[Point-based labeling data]
★ ★ ★ ★

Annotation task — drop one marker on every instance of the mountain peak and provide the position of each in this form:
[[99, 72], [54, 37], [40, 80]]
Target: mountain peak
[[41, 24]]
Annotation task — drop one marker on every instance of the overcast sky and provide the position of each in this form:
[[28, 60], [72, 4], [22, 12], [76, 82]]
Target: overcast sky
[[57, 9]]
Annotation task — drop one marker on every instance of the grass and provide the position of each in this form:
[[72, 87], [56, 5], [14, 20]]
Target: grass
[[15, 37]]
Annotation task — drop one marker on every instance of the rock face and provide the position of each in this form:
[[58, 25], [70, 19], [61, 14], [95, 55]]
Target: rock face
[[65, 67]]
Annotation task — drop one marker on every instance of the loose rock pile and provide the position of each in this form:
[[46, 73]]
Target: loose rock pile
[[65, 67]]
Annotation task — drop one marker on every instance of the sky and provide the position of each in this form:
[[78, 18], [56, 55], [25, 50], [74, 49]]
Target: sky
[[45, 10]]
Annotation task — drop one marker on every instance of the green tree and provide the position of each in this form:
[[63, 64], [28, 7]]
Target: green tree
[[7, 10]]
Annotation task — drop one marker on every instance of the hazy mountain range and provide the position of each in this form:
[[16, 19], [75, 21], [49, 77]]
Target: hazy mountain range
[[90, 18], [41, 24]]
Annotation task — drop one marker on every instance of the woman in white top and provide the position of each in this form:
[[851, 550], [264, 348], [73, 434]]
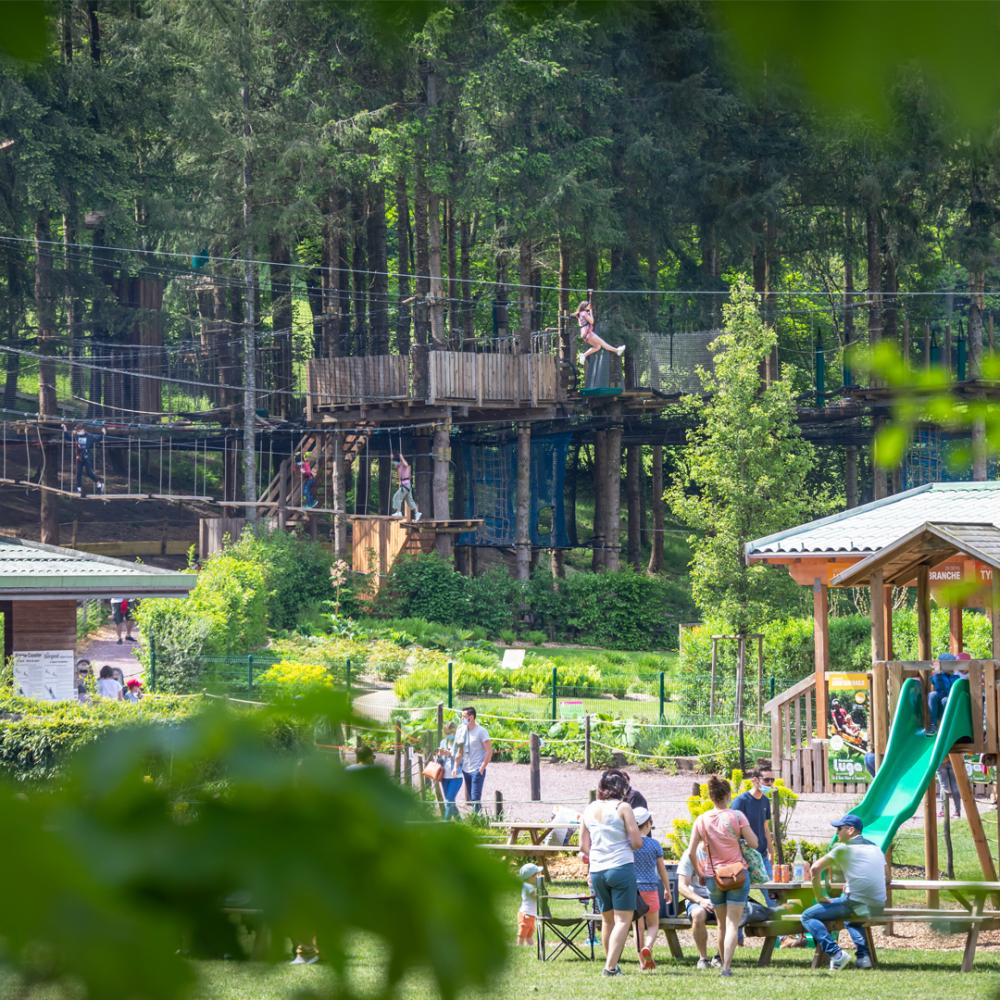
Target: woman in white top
[[608, 837], [107, 685]]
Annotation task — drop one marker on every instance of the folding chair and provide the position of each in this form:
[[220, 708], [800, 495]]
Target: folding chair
[[566, 929]]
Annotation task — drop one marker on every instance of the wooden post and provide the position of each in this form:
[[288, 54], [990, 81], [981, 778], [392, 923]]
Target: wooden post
[[760, 679], [923, 615], [821, 639], [971, 808], [522, 509], [932, 869], [536, 771], [711, 687], [887, 619], [955, 636]]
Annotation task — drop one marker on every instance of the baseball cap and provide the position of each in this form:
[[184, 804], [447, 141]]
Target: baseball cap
[[642, 815], [851, 819]]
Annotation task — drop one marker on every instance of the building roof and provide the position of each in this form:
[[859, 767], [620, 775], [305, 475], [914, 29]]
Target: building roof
[[927, 545], [870, 527], [32, 571]]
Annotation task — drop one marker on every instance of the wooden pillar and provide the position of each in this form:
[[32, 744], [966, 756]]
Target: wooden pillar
[[339, 497], [923, 615], [441, 502], [522, 509], [612, 496], [821, 640], [656, 542], [955, 637], [887, 619]]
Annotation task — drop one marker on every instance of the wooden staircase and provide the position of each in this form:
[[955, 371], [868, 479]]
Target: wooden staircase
[[320, 449]]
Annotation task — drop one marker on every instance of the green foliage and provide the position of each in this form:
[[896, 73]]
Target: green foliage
[[288, 680], [743, 473], [144, 853], [39, 738]]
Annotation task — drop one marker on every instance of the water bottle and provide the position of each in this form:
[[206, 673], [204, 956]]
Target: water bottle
[[799, 866]]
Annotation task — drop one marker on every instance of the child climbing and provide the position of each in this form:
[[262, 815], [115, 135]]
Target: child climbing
[[585, 317], [303, 464], [405, 491]]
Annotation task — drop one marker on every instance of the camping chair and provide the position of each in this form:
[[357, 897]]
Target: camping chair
[[566, 929]]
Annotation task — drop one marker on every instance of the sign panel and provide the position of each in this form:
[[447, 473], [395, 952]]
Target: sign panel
[[45, 674], [849, 698]]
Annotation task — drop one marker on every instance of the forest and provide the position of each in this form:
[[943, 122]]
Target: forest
[[363, 179]]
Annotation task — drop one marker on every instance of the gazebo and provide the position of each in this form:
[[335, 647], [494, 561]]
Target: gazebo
[[40, 587]]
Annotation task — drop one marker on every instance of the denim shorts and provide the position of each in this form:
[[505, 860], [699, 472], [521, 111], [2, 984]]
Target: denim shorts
[[729, 897], [615, 888]]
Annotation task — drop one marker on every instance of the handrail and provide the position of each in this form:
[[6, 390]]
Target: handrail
[[795, 691]]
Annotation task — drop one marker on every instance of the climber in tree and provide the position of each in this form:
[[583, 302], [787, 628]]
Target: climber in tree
[[585, 317]]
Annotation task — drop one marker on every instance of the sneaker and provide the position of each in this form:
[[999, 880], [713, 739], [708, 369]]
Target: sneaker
[[839, 961]]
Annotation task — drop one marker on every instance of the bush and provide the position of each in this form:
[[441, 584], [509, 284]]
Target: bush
[[37, 738], [286, 680]]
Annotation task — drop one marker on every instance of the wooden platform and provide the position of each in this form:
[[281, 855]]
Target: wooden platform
[[377, 540]]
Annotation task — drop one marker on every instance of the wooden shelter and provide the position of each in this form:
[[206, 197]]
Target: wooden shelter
[[40, 586]]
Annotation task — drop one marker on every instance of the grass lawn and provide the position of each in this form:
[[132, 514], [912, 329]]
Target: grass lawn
[[913, 975]]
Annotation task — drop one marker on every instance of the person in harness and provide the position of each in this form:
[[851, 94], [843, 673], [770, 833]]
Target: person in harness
[[82, 444]]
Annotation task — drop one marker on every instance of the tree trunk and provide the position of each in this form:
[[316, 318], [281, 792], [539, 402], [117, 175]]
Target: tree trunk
[[525, 301], [612, 497], [403, 241], [378, 262], [599, 556], [47, 405], [467, 300], [442, 505], [281, 325], [633, 489], [359, 273], [655, 564], [522, 513]]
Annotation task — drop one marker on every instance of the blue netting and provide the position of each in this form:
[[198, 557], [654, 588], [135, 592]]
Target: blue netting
[[490, 474], [936, 456]]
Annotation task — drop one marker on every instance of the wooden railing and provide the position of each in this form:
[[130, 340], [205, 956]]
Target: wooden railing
[[984, 689], [796, 755], [460, 377]]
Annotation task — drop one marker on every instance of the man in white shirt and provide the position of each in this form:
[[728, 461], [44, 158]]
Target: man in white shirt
[[473, 753], [862, 864]]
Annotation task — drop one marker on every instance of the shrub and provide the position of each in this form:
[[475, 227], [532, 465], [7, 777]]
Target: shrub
[[287, 680]]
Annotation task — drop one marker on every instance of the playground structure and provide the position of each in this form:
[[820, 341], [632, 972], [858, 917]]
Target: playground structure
[[949, 546]]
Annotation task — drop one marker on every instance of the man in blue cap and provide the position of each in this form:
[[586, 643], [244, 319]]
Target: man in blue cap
[[862, 865]]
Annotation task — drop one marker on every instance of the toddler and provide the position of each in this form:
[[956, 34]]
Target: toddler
[[529, 903], [650, 874]]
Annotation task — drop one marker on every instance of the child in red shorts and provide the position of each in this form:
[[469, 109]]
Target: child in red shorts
[[650, 874], [529, 903]]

★ ★ ★ ★

■ Problem requirements
Copy out all of the entries above word for word, leaving out the pictures.

■ The result
Annotation task — drop one marker on every instance of the mountain peak and provide the position of each in this form:
[[99, 72], [54, 37], [40, 80]]
Target: mountain peak
[[41, 24]]
Annotation task — drop one marker on every instance of the overcast sky and provide the position of each in this form:
[[28, 60], [72, 4], [22, 12], [76, 82]]
Target: overcast sky
[[57, 9]]
Annotation task — drop one marker on every instance of the grass and provide the position of each in this form:
[[72, 87], [56, 5], [14, 20]]
Target: grass
[[15, 37]]
Annotation task — drop one marker on every instance of the rock face and provide the position of each in this form:
[[58, 25], [70, 19], [61, 14], [95, 55]]
Target: rock face
[[65, 67]]
Annotation task — drop one marker on every instance of the loose rock pile and provide the position of each in this form:
[[46, 73]]
Target: loose rock pile
[[65, 67]]
Annotation task — drop one marker on every instance of the sky and provide the position of each in this form:
[[78, 18], [56, 55], [25, 50], [74, 49]]
Target: sky
[[45, 10]]
Annotation task — drop one marker on every instance of the green tree and provide the position of each in this form:
[[63, 64], [28, 7]]
Target: green tree
[[7, 10]]
Annotation task — drop one marker on every instance of the hazy mountain range and provide the position of each in this form:
[[16, 19], [75, 21], [49, 77]]
Target: hazy mountain range
[[90, 18], [41, 24]]
Annotation task — drop one marker on every instance of the woman in white top and provide the position of each in this form:
[[851, 550], [264, 348], [73, 434]]
Target: woman in white top
[[608, 837], [107, 685]]
Annotation task — drop one marker on every instance of the folding chair and provide the position of each in this form:
[[220, 708], [800, 495]]
Target: folding chair
[[566, 929]]
Annotation task — drop one marker on every instance of the wooden post and provide the position of each in this form:
[[288, 54], [990, 81], [981, 778], [392, 923]]
Target: wooden post
[[760, 679], [923, 615], [821, 639], [971, 808], [522, 509], [932, 869], [536, 771], [711, 687], [887, 619], [955, 636]]
Annotation task — drop one marker on every instance of the baseball cap and provide the position of each in this form:
[[184, 804], [447, 141]]
Target: baseball cap
[[642, 815], [851, 819]]
Annotation task — drop one marker on every instance of the building roof and provide the position of each in this form:
[[859, 767], [620, 775], [305, 475], [914, 29]]
Target: building roof
[[927, 545], [870, 527], [32, 571]]
Annotation task — drop one marker on every instance of the wooden pillar and provide the position of each in this form:
[[32, 744], [966, 756]]
Target: wooden pillar
[[339, 497], [923, 615], [441, 502], [522, 509], [612, 496], [821, 640], [656, 542], [955, 637], [887, 619]]
Annotation task — drop one marker on every instance of the wooden staircase and provide the position of each in this form:
[[955, 371], [868, 479]]
Target: wooden staircase
[[320, 449]]
Annotation task — drop one marker on every instance of the green foliage and provide the position of each in this form:
[[896, 73]]
Target: green foliage
[[288, 680], [743, 473], [144, 853], [39, 738]]
Annotation task — drop one marker on every instance of the water bottle and provide the position of each in this form:
[[206, 673], [204, 956]]
Target: water bottle
[[799, 866]]
Annotation task — drop one marker on every instance of the child climbing and provide the position of each in this form:
[[262, 815], [115, 135]]
Target: child climbing
[[585, 317], [303, 464], [405, 491]]
Annotation task — drop one marker on every instance of the camping chair and provide the position of each in this form:
[[357, 897]]
Target: camping chair
[[566, 929]]
Annotation task — drop one marker on every instance of the sign panel and provide the position of each in this form:
[[447, 473], [395, 952]]
Target: sign panel
[[45, 674], [849, 698]]
Annotation task — drop one marker on every instance of the forest and provide the position of each in this form:
[[943, 122]]
Target: forest
[[363, 179]]
Annotation task — drop one marker on every instance of the gazebo and provide the position of each in this form:
[[335, 647], [494, 561]]
Target: gazebo
[[40, 587]]
Annotation task — drop one marker on every instance of the denim shorts and provide the position of each in this form:
[[505, 860], [699, 472], [521, 111], [2, 984]]
Target: denim shorts
[[729, 897], [615, 888]]
Annotation task — drop one marker on every instance of the handrail and provide the position of each in this form:
[[6, 390]]
Target: handrail
[[795, 691]]
Annotation task — drop one marker on every instance of the climber in tree and provide the position of each in this form:
[[583, 302], [787, 628]]
Target: climber in tree
[[585, 317]]
Annotation task — drop one marker on every instance of the sneaker and provide the position of each in this form:
[[999, 880], [713, 739], [708, 369]]
Target: sneaker
[[839, 961]]
Annotation task — drop one marker on every instance of the bush and provide the position of each in this form:
[[441, 584], [509, 284]]
Target: bush
[[37, 738], [286, 680]]
Annotation task — drop one marker on every instance of the wooden platform and provide the position of each in this form:
[[281, 855]]
Target: wooden platform
[[377, 540]]
Annotation task — drop one marker on every instance of the wooden shelter and provide the position of each in this form:
[[206, 197]]
Target: wooden shelter
[[40, 586]]
Annotation task — drop one marker on every instance of the grass lawn and provide the position of each in this form:
[[132, 514], [912, 329]]
Target: grass lawn
[[913, 975]]
Annotation task — drop one marker on every instance of the person in harness and provide the position of each in this form:
[[851, 94], [843, 673], [770, 833]]
Target: person in harness
[[82, 444]]
Annotation task — drop one marker on every instance of the tree trunk and provide the position of each in this form:
[[316, 318], [281, 792], [539, 402], [117, 175]]
Target: tree trunk
[[525, 301], [612, 497], [403, 241], [378, 262], [599, 556], [47, 405], [467, 300], [442, 505], [281, 325], [633, 489], [359, 273], [655, 564], [522, 513]]
Annotation task — drop one marker on every instance of the blue netting and provide the position of each in this form:
[[198, 557], [654, 588], [135, 592]]
Target: blue netting
[[490, 474], [936, 456]]
Annotation task — drop one marker on every instance of the wooden railing and provide the position of each in this form:
[[130, 340], [205, 956]]
Target: wooden railing
[[984, 689], [796, 755], [460, 377]]
Annotation task — drop one marker on every instance of the man in white shirt and provide the position of each in this form:
[[728, 461], [44, 158]]
Target: man in white shirt
[[473, 753], [862, 864]]
Annotation task — drop one marker on every instance of the shrub and provide the position of each in this form:
[[475, 227], [532, 465], [7, 777]]
Target: shrub
[[287, 680]]
Annotation task — drop one marker on every instance of the playground structure and provide the position of each in this form:
[[820, 341], [632, 972], [858, 917]]
Target: playground structure
[[949, 546]]
Annotation task — drop one marker on every instance of the man in blue cap and provide the position of each in this form:
[[586, 643], [244, 319]]
Target: man in blue cap
[[862, 865]]
Annotation task — drop one marker on every instance of the toddler and provide the position of each in this form:
[[956, 34]]
Target: toddler
[[529, 903], [650, 874]]
Annotation task — drop one marker on every instance of the child in red shorts and provide the position of each in this form:
[[469, 109]]
Target: child in red shorts
[[650, 874], [529, 903]]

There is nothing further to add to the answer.